Problem requirements: Reproduce exactly the lines from the top of the records below through the line holding "[locate] small tree (one point per instance)".

[Collection entries]
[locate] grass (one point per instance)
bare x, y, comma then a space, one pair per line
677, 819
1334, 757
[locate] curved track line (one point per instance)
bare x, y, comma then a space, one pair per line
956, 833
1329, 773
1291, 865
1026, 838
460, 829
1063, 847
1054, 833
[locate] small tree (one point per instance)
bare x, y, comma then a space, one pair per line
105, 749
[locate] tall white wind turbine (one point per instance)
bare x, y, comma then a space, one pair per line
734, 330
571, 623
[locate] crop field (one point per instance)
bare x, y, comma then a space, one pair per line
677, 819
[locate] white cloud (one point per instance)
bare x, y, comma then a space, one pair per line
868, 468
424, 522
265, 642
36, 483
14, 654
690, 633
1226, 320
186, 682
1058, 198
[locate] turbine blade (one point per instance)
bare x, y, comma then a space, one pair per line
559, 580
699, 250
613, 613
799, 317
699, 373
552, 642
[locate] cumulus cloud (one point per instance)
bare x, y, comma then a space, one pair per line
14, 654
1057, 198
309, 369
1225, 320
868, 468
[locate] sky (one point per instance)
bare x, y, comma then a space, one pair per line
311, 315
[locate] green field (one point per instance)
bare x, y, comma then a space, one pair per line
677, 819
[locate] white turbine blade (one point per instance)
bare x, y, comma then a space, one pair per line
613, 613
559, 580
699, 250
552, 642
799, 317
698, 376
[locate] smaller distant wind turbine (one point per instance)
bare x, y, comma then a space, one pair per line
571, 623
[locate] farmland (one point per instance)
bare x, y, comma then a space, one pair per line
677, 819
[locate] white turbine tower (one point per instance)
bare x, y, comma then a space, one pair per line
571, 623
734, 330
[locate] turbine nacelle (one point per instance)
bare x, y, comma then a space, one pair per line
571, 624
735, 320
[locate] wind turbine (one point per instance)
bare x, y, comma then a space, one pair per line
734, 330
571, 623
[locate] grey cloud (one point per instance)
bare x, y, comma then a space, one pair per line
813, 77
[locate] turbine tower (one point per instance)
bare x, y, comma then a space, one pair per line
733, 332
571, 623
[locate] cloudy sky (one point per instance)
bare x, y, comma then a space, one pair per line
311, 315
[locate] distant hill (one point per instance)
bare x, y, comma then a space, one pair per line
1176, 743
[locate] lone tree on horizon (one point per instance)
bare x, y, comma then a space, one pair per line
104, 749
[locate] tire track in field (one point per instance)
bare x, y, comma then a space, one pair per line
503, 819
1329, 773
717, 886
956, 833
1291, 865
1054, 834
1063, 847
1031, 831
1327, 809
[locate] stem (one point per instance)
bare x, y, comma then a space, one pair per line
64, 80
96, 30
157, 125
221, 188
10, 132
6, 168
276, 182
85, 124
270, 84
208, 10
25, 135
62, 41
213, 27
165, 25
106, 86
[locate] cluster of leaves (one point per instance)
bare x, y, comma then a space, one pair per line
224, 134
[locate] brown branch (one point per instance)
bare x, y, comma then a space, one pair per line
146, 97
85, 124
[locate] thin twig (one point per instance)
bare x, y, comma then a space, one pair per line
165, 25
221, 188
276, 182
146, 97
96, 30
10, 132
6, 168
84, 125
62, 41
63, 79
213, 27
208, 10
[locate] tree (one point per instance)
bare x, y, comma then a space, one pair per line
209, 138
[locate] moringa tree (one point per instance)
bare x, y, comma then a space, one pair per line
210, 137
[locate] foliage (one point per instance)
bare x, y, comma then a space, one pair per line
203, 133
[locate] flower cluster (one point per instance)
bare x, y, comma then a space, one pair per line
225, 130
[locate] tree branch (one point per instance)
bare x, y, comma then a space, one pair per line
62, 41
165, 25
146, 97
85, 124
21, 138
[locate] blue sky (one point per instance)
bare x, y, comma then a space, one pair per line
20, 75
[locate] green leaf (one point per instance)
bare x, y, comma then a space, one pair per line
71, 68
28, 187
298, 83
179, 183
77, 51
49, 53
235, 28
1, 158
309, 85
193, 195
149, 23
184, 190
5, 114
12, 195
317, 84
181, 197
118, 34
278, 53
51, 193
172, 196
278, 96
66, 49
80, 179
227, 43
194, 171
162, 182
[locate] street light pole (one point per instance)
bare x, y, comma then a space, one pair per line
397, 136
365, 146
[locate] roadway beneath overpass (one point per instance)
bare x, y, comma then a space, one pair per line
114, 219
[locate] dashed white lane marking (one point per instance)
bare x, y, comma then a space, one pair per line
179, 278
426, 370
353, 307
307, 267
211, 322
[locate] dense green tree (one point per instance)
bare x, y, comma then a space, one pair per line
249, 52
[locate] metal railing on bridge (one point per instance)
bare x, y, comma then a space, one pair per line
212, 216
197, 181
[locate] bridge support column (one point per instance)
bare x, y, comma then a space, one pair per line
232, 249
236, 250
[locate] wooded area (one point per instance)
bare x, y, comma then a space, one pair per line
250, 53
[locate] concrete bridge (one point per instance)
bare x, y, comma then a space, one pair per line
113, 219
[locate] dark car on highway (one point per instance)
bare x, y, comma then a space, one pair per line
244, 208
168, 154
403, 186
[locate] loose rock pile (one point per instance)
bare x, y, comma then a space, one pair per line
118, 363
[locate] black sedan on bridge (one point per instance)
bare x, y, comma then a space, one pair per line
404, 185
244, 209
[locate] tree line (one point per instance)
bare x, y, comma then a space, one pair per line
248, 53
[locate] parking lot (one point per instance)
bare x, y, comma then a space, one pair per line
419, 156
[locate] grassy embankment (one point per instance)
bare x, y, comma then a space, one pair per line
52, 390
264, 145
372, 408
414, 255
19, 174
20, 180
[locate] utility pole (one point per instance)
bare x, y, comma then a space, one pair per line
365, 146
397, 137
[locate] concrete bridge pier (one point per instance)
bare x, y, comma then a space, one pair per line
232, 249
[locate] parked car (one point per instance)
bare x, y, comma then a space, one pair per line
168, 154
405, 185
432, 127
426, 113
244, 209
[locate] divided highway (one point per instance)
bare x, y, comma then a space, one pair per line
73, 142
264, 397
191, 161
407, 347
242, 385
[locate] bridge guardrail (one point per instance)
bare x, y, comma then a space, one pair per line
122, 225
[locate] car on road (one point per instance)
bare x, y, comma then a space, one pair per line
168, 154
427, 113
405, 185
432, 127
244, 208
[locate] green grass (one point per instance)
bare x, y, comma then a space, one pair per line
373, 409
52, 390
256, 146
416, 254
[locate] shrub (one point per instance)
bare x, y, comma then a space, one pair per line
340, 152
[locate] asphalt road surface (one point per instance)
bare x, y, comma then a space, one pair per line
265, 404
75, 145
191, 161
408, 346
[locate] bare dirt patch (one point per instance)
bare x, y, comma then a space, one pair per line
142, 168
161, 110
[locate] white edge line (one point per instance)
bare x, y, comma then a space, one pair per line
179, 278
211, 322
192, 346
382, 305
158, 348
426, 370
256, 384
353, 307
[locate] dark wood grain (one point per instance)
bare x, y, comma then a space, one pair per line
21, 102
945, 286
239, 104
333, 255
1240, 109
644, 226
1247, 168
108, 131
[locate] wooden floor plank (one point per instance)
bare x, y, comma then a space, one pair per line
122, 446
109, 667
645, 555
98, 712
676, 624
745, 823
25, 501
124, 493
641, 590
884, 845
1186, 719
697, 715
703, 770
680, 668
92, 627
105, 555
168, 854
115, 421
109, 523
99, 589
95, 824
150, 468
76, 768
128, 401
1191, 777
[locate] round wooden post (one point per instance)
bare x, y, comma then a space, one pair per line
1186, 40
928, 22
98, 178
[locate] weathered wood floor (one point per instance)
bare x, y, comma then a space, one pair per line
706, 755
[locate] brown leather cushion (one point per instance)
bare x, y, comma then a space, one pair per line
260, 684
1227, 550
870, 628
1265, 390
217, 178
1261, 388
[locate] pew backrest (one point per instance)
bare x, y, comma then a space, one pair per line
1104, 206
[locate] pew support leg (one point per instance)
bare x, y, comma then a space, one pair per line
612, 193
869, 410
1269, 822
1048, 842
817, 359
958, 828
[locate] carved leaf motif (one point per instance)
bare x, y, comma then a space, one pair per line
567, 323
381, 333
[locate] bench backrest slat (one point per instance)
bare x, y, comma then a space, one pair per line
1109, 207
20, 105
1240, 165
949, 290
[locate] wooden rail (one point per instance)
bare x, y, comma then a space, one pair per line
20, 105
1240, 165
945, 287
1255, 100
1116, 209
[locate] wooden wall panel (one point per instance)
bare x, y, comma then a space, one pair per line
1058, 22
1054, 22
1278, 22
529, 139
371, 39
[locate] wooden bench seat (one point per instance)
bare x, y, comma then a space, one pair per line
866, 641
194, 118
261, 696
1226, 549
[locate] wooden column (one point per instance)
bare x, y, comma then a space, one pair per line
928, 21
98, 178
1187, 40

Solution to this exercise:
[locate] grass (one point per instance)
bare x, y, comma then a space, one pair per line
677, 819
1334, 757
[locate] curved track line (one point per instance)
bare x, y, comma then a space, one pair per line
956, 833
1329, 773
1291, 865
1026, 838
460, 829
1063, 847
1054, 833
[locate] small tree (one point per instance)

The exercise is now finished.